> **Extract**
┄┄┄┄┄┄┄┄┄┄┄┄┄┄┄┄┄┄┄┄

However enabling xrun_debug make the bug go away :)
Comment 66 Jaroslav Kysela 2010-08-05 09:41:13 UTC
You mean that with xrun_debug=11 this problem is not visible? Attach the output using same conditions (program) with xrun_debug=11 to check the stream parameters.
Comment 67 Artem S. Tashkinov 2010-08-05 10:08:04 UTC
Created attachment 27354 [details]
xrun_debug=11 log, delay_pcm_irq=8 and emu10k1-delay-irq2.patch

(In reply to comment #66)
> You mean that with xrun_debug=11 this problem is not visible? 

Yes.

> Attach the output using same conditions (program) with xrun_debug=11
> to check the stream parameters.

Here it is.
Comment 68 Jaroslav Kysela 2010-08-05 10:24:56 UTC
The report in comment#65 contains only warnings. The period size is just 21 samples (Audacious media player is crazy), so the interrupt skipping is very probable.

Anyway, audio should not skip when xrun_debug=0 (please, try). I need probably more detailed log (xrun_debug=27) to check it.

┄┄┄┄┄┄┄┄┄┄┄┄┄┄┄┄┄┄┄┄

> **Data for this task**

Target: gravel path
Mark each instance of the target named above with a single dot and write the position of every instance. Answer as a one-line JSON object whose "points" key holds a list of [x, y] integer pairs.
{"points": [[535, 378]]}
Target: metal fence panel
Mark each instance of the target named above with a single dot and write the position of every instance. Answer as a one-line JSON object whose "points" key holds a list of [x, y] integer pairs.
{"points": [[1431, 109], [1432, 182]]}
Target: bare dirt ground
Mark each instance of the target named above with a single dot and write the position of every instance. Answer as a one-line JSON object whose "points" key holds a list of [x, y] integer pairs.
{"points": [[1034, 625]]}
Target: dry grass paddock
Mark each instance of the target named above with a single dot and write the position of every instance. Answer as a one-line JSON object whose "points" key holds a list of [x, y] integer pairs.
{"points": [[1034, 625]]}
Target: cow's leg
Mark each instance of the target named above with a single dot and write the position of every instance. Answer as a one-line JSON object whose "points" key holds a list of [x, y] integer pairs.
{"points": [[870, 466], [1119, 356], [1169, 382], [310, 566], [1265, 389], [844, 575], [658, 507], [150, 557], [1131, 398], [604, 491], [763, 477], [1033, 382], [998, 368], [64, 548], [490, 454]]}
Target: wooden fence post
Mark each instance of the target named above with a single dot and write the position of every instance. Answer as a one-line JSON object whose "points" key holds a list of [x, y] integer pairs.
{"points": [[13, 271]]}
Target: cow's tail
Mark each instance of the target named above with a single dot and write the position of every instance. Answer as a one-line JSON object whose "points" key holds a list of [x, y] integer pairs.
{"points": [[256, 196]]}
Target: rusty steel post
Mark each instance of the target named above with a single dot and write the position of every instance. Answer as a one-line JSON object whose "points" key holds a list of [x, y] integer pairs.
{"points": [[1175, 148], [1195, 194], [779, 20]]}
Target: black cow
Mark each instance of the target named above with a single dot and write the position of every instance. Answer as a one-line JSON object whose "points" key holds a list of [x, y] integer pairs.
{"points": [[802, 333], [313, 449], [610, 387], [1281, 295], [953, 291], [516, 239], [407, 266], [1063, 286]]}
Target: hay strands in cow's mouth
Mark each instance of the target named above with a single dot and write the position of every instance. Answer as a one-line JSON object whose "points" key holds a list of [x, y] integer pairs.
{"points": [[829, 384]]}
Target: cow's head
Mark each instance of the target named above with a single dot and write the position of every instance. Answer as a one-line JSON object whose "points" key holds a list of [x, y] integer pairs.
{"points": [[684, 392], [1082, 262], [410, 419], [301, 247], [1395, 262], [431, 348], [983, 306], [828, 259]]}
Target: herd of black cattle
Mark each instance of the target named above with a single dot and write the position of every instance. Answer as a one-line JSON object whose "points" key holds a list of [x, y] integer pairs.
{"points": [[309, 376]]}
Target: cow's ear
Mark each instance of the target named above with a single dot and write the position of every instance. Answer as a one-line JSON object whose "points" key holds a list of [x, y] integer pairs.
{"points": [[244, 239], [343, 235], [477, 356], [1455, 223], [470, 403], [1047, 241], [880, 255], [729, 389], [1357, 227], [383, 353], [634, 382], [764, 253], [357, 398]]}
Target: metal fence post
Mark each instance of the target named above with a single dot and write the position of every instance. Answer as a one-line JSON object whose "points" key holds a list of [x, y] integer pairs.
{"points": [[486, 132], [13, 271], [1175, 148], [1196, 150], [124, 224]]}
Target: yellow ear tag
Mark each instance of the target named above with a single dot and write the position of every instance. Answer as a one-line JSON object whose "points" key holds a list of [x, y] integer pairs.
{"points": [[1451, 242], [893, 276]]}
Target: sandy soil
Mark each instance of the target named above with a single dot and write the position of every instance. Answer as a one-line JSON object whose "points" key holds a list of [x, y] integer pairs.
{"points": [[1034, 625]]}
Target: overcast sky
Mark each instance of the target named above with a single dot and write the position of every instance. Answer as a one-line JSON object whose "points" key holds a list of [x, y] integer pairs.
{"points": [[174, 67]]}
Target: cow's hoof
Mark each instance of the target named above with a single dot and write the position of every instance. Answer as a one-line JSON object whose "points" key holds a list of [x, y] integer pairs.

┄┄┄┄┄┄┄┄┄┄┄┄┄┄┄┄┄┄┄┄

> **Written instruction 1**
Copy the records word for word, from the line with "Target: cow's hoof" through the end of the records.
> **Written instruction 2**
Write the next part of the bug thread about audio skipping, picking up after its last comment.

> **Task answer 1**
Target: cow's hoof
Mark each instance of the target named above with a single dot and write the position of every instance. Answer as a one-line JSON object whose "points" key holds a list of [x, y] integer pairs.

> **Task answer 2**
Comment 69 Artem S. Tashkinov 2010-08-05 10:33:07 UTC
Created attachment 27355 [details]
xrun_debug=27

With xrun_debug=0 audio skips, like I've already told you.

Here comes an xrun_debug=27 log.
Comment 70 Jaroslav Kysela 2010-08-05 11:22:03 UTC
I don't see any problem in log and from your comments I deduce that even with xrun_debug=27 the problem is not visible.

Could you change line:

.period_bytes_min =     64,

to:

.period_bytes_min =     512,

in sound/pci/emu10k1/emupcm.c (around line 964 - snd_emu10k1_playback structure) and do your tests again?
Comment 71 Artem S. Tashkinov 2010-08-05 11:52:54 UTC
1. With xrun_debug=27 there must have been something visible/detectable in a log file I attached, because during a short 12 seconds playing session I had a sound skip near the end.

2. With .period_bytes_min = 512 I can no longer reproduce the problem in Audacious. Hopefully this change doesn't affect mplayer.

3. Jaroslav, how can I pass delay_pcm_irq=8 to a module? I ended up manually editing the sources and recompiling because this command

# modprobe snd_emu10k1 delay_pcm_irq=8,8,8,8,8,8,8,8

doesn't work as intended, /sys/module/snd_emu10k1/parameters/delay_pcm_irq still has a set of zeros.

4. Or maybe let's make delay_pcm_irq=8 default? Because I do believe that Linux drivers are supposed to work without fiddling.

5. I hope emu10k1-delay-irq2.patch and the last fix you proposed will land in mainline and in stable too (2.6.34.x and 2.6.35.x).

Thank you.
Comment 72 Jaroslav Kysela 2010-08-05 12:30:09 UTC
(In reply to comment #71)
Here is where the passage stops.